PROBLEM REQUIREMENTS: From the article on the Kojonup canola plant, write out word for word the passage from "Mr Slee said customers" up to and including "higher-quality cold-pressed oil.".

TEXT FOR ANALYSIS:
+++++

Jenne BrammerThe West Australian

The installation of new European cold-press facilities at Aus Oils' canola crushing plant in Kojonup is likely to double production from this year.

Aus Oils managing director Jon Slee, who co-manages the business with Joe Young, said the operation was likely to buy about 20,000 tonnes of canola from South West farmers this year, up from less than 10,000 tonnes annually in recent years.

He said the plant, which had been in operation since 1996, was now phasing out the use of its mechanical press, which uses a heat-based extraction process, after the installation earlier this year of four cold presses from Germany.

The new crushing room had been designed and built for further cold presses to be installed, so production could potentially increase further, Mr Slee said.

By moving to the new cold-press system, the plant is able to produce a better quality oil for its customer base, which is dominated by WA fast-food outlets and restaurants.

"A lot of natural antioxidants, vitamin E and tocopherols are destroyed via heat. Cold pressing does not do that, so the end product is superior," Mr Slee said.

Mr Slee said customers of the end product, who purchased it after the crushed oil was refined by Aus Oils' partner Alba Oils at Hamilton Hill, had welcomed the higher-quality cold-pressed oil.

Although there was considerable investment in the new plant, the wholesale price for the end product had not increased.

Instead, the main returns on investment would be achieved through greater efficiency, Mr Slee said.

"We have halved our carbon footprint; the mechanical extraction method uses a lot of heat," he said.

"Our old equipment was using technology that was pushing 20 years old; the new equipment is run far more efficiently.

"Other than the odd teething problem, the new plant is fully automated and can run unmanned, 24 hours a day, seven days a week."

Mr Slee said another exciting development was the prospect of creating extra virgin canola oil, which would be sold as a niche premium product for use in salads and dips.

"We are talking to and getting good feedback from some of the high-end restaurants and boutique fresh-food retailers about an extra virgin canola oil product," he said.

To create the extra virgin canola oil, the cold-pressed oil would not be refined.

+++++

DATASET EXTRACT:
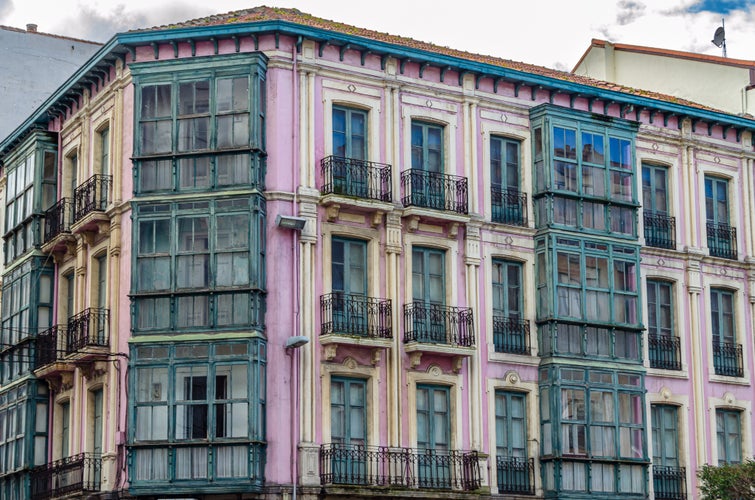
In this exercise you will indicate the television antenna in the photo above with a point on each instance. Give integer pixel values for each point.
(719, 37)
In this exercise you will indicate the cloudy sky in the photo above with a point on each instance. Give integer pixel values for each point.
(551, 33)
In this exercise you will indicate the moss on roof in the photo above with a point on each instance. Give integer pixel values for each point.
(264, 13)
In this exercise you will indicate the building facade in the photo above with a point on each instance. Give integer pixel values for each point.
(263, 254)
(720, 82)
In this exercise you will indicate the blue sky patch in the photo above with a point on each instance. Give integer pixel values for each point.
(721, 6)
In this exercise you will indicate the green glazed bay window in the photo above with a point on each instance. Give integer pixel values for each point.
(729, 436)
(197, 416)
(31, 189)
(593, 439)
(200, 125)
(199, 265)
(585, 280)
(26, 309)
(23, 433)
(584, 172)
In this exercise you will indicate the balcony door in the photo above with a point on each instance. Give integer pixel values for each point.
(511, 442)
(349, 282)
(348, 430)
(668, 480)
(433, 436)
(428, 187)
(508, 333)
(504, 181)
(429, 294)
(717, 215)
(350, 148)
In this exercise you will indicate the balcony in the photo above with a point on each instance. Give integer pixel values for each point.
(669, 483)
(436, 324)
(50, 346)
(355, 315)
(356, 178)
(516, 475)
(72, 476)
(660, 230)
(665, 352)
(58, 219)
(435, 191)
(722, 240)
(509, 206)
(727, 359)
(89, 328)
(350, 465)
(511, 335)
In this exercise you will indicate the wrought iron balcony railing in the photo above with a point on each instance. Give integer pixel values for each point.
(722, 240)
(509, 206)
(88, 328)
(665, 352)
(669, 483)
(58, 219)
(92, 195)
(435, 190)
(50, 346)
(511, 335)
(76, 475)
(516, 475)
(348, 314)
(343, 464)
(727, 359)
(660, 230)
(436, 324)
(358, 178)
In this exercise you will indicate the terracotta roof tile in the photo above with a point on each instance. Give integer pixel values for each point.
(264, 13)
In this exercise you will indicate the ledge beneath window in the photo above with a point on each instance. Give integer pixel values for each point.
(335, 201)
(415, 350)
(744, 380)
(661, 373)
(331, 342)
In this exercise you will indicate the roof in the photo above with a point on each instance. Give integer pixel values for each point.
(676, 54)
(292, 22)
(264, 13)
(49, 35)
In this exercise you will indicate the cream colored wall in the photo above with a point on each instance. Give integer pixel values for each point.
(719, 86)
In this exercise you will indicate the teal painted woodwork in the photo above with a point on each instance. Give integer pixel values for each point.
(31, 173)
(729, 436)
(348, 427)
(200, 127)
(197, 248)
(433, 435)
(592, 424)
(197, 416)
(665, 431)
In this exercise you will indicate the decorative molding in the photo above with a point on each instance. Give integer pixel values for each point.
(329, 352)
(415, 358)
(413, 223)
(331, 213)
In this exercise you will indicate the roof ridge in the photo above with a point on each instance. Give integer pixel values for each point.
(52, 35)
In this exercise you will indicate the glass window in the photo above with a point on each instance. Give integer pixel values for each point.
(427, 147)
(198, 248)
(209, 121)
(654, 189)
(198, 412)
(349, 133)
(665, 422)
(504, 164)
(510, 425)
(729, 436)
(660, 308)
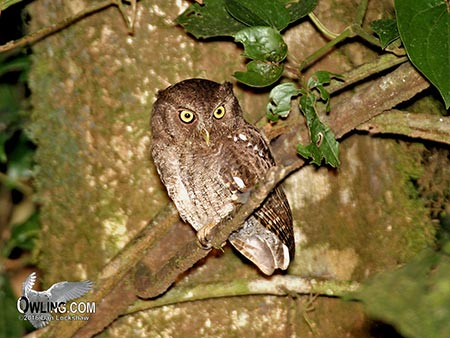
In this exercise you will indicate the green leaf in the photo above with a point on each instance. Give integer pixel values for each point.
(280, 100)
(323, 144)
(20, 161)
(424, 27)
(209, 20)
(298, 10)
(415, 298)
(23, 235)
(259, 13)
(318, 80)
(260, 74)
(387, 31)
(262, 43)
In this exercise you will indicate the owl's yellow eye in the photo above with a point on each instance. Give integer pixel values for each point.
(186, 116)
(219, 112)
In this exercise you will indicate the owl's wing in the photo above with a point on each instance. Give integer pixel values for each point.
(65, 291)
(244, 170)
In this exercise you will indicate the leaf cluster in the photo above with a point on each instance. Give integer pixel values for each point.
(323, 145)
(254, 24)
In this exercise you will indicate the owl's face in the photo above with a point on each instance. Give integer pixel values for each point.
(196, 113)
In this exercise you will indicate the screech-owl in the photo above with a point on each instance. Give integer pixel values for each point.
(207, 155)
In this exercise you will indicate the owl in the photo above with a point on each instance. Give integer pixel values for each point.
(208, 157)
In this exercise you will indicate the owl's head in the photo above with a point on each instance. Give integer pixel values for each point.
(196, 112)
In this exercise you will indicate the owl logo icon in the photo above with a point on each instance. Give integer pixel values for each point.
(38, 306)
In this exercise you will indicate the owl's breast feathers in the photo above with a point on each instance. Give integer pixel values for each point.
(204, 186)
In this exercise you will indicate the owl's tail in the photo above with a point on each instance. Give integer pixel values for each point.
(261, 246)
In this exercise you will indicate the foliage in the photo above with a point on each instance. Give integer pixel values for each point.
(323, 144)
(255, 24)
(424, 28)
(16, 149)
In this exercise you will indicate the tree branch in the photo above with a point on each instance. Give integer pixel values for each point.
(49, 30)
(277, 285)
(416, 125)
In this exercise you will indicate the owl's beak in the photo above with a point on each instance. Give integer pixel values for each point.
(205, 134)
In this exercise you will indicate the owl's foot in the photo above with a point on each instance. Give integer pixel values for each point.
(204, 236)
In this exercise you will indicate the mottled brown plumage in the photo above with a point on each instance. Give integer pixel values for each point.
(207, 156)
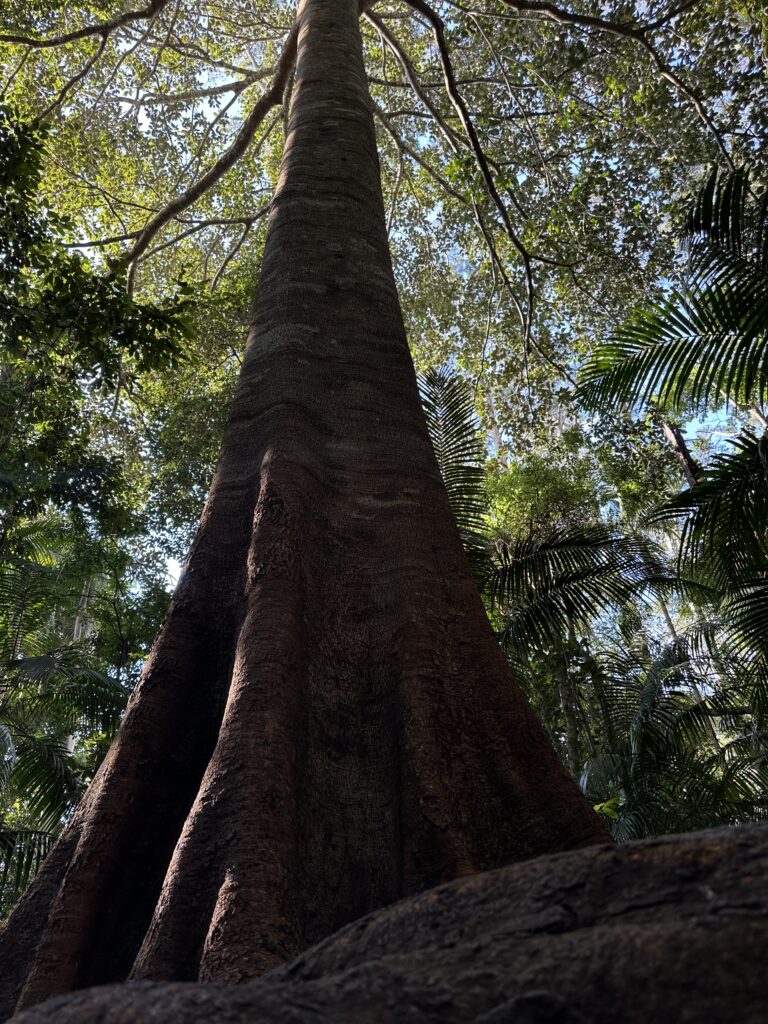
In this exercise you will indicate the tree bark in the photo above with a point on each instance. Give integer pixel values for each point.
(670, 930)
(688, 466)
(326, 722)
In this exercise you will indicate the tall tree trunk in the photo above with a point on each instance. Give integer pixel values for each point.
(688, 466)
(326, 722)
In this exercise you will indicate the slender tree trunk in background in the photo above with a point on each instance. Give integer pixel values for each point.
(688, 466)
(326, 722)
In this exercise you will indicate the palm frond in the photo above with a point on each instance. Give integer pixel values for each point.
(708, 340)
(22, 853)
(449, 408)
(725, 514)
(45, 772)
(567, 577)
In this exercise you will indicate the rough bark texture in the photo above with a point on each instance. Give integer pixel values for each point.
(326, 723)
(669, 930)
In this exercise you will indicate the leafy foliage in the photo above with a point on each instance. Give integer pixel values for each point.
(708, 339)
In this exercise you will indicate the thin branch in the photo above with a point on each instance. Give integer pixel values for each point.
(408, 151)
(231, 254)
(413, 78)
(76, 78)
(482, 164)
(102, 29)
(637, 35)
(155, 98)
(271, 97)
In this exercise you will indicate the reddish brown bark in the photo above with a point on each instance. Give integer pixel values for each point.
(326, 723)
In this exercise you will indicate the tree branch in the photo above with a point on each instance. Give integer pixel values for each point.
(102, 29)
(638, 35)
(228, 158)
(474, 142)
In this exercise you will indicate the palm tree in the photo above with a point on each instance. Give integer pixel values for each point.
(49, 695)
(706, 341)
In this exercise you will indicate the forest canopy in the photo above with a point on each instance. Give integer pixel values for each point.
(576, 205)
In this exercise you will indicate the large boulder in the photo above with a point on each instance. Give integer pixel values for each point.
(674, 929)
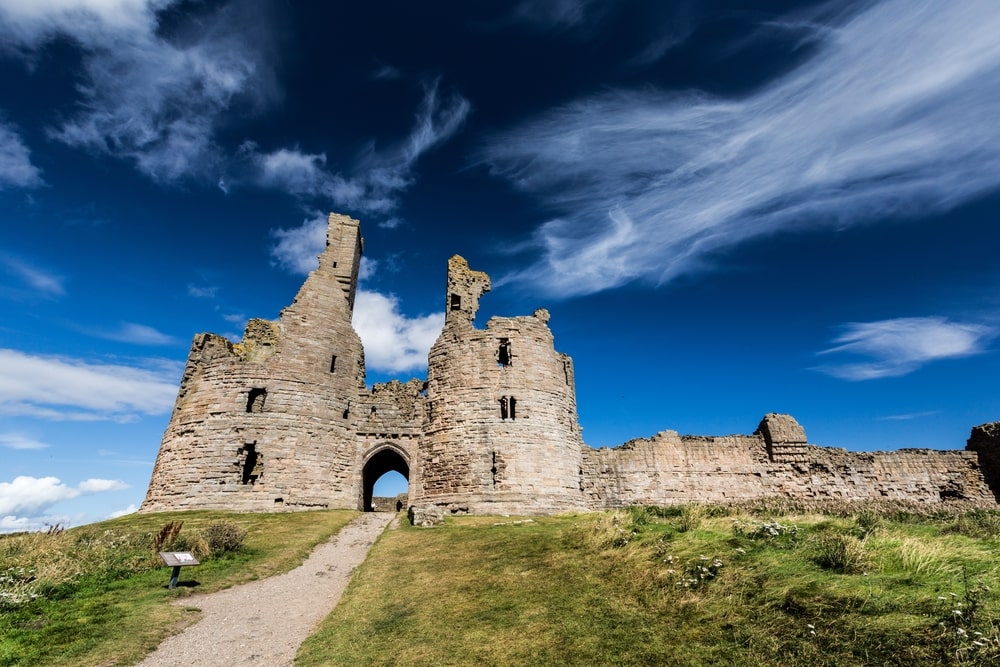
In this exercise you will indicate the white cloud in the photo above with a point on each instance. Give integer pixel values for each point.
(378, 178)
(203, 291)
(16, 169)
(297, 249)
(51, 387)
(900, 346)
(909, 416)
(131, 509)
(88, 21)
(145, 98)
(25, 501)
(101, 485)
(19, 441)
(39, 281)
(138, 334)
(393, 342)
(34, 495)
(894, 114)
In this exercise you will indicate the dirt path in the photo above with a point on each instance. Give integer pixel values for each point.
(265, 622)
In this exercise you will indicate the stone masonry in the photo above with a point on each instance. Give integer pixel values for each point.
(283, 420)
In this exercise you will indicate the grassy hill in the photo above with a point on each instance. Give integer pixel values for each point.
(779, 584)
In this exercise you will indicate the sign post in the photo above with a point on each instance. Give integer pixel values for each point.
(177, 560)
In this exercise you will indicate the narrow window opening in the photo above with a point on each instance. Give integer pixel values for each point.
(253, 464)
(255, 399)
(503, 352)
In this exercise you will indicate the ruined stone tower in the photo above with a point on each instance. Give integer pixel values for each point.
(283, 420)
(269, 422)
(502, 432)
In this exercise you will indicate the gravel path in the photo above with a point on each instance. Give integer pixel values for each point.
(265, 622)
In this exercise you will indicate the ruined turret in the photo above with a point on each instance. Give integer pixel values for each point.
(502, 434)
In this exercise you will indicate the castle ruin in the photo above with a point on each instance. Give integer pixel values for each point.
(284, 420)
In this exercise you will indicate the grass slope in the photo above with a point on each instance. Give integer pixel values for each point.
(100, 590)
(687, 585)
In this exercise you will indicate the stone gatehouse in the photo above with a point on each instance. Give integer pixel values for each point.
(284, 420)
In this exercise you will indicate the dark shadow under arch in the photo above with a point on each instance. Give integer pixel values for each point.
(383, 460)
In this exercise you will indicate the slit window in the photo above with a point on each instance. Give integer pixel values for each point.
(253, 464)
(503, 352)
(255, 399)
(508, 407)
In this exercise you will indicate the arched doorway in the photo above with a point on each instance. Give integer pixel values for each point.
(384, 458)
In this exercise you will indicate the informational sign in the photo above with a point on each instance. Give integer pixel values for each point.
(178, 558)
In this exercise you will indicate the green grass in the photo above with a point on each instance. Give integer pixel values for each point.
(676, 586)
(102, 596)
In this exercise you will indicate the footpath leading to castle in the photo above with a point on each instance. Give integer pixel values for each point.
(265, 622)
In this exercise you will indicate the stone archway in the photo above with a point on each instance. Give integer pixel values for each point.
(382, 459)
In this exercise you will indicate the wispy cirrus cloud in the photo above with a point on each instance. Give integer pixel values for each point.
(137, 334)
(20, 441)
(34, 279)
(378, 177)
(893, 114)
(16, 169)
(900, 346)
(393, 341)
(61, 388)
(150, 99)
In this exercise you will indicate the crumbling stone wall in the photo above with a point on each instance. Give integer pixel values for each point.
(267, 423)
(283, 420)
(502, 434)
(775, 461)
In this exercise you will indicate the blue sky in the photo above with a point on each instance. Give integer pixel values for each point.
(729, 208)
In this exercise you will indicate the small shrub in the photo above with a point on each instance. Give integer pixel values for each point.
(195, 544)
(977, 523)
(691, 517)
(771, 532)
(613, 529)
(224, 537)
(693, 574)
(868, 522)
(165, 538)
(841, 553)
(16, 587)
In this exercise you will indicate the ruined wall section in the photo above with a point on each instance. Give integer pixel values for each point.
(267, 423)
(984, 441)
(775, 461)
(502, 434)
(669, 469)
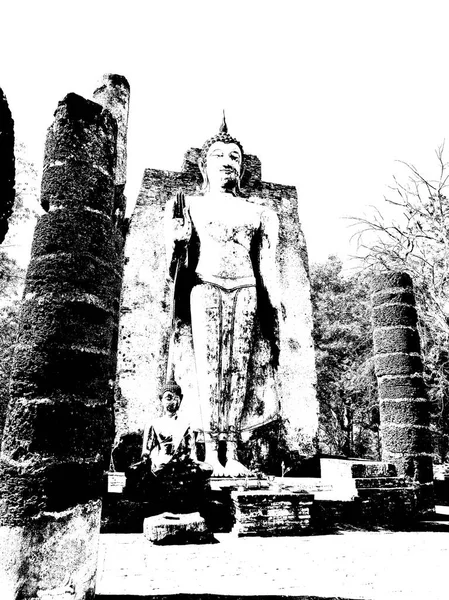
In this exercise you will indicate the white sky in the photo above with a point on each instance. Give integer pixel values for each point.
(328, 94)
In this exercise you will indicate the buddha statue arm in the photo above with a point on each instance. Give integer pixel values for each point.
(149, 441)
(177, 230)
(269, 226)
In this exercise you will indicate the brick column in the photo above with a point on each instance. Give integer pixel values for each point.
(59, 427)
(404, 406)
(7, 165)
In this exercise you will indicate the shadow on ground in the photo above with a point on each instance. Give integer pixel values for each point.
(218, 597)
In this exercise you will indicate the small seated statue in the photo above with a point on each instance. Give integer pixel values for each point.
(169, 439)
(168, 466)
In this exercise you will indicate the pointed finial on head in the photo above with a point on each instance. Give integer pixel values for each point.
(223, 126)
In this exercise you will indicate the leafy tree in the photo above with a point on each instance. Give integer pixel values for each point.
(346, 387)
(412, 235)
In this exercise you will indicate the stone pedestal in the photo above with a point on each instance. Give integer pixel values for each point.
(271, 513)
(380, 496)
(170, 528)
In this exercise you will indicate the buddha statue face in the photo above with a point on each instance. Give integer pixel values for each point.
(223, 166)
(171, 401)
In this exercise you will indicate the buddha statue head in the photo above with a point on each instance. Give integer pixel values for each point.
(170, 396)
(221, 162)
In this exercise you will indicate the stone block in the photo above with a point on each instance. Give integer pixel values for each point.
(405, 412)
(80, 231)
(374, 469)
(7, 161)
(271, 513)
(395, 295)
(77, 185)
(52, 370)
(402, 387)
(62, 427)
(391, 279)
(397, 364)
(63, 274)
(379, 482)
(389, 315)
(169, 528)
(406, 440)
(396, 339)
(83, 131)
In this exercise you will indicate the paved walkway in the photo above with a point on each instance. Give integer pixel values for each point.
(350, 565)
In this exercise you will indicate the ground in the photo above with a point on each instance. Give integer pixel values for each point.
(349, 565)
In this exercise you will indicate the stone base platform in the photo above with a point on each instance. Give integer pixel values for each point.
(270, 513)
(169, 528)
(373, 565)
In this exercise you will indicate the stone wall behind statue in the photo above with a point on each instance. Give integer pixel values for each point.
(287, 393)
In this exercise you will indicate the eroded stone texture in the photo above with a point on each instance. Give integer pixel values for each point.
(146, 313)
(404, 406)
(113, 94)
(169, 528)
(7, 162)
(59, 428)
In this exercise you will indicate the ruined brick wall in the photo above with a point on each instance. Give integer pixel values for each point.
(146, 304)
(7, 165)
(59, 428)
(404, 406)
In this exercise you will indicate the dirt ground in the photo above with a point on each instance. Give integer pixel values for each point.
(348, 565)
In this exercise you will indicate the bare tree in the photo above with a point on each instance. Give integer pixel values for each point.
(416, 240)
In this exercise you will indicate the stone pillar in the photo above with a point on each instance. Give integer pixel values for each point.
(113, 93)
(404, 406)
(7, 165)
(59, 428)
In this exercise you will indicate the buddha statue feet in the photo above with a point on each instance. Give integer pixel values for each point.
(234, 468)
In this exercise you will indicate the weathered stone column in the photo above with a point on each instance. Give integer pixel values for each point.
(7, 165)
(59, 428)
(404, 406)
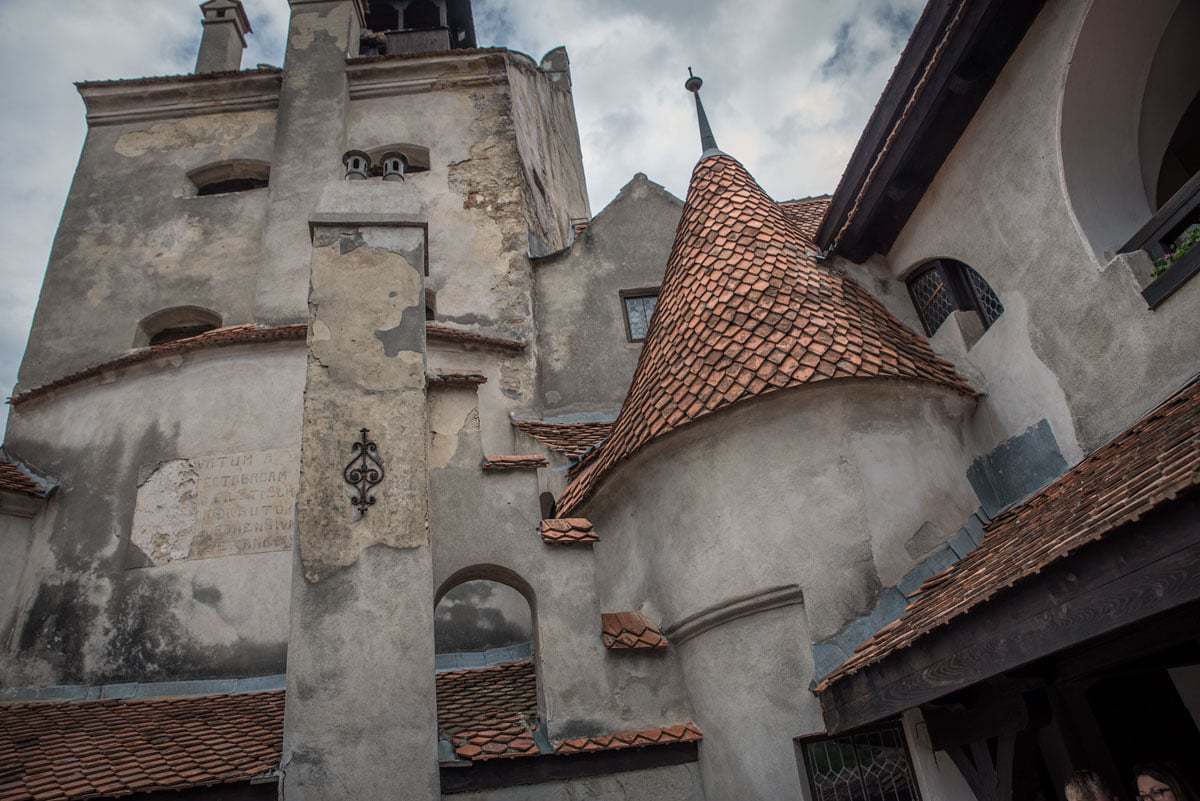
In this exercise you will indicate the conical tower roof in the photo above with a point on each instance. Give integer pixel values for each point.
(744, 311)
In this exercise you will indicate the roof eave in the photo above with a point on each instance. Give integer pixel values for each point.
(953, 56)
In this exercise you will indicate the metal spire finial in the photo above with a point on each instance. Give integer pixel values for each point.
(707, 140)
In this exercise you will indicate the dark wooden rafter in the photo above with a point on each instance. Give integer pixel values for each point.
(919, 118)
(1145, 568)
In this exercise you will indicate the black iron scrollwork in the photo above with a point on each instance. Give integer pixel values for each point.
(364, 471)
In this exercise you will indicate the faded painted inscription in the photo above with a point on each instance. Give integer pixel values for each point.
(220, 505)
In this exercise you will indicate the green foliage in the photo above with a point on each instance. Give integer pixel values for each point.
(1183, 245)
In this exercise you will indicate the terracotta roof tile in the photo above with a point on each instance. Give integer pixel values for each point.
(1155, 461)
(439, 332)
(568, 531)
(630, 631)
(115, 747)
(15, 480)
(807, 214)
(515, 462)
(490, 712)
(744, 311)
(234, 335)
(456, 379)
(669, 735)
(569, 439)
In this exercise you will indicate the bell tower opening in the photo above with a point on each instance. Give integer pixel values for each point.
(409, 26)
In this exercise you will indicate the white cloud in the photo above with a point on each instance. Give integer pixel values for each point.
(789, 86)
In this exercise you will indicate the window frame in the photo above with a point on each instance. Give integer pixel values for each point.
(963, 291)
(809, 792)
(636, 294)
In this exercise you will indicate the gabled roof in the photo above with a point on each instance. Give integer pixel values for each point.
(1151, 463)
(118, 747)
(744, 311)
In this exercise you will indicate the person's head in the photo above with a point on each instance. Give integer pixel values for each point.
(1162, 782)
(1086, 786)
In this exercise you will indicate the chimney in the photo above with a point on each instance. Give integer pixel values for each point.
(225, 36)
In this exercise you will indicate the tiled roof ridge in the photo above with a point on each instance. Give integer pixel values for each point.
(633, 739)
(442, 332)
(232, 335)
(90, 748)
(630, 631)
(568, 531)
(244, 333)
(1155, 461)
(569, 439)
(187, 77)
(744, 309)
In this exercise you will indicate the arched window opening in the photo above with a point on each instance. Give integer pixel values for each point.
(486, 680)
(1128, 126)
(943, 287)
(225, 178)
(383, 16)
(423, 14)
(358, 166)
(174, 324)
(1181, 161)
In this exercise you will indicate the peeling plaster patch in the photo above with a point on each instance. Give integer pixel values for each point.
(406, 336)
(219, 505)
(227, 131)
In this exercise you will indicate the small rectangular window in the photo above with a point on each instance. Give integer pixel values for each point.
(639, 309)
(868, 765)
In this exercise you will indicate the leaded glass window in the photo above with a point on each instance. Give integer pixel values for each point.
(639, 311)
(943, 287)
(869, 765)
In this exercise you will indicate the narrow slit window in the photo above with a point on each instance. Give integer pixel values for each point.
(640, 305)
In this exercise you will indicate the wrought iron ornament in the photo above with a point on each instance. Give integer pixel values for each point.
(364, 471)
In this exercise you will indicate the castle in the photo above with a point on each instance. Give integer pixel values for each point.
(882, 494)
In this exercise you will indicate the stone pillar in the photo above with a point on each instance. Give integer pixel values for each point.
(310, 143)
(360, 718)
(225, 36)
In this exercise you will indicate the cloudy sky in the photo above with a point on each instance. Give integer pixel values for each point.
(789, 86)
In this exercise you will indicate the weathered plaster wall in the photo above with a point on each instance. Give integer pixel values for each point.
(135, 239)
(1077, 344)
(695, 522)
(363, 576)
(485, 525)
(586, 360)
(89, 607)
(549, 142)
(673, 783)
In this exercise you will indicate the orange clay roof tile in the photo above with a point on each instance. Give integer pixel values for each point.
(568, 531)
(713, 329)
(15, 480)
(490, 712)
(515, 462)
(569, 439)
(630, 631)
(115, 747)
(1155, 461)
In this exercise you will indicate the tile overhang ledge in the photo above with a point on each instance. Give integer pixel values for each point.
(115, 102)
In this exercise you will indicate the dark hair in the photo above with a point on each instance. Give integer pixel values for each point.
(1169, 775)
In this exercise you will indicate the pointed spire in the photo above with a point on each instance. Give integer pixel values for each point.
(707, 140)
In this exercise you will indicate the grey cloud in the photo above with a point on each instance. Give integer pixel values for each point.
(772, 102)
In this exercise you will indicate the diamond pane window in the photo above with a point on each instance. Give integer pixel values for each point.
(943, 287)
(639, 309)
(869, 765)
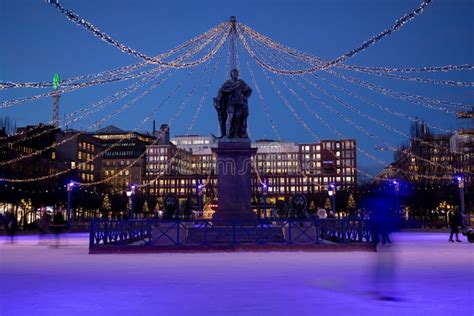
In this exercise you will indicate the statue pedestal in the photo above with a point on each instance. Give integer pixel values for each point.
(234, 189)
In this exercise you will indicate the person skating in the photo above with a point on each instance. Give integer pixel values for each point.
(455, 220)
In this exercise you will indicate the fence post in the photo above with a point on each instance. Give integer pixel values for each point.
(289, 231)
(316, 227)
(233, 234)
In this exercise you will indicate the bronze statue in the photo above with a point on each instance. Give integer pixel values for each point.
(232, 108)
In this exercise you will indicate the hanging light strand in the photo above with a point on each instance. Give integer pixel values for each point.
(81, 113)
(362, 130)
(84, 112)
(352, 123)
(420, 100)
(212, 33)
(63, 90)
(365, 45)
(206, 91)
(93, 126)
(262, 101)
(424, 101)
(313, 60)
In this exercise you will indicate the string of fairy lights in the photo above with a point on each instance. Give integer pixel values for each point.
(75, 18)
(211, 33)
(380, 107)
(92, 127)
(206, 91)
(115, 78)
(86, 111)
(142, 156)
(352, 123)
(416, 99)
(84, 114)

+++++

TASK RESULT:
Mr Slee said customers of the end product, who purchased it after the crushed oil was refined by Aus Oils' partner Alba Oils at Hamilton Hill, had welcomed the higher-quality cold-pressed oil.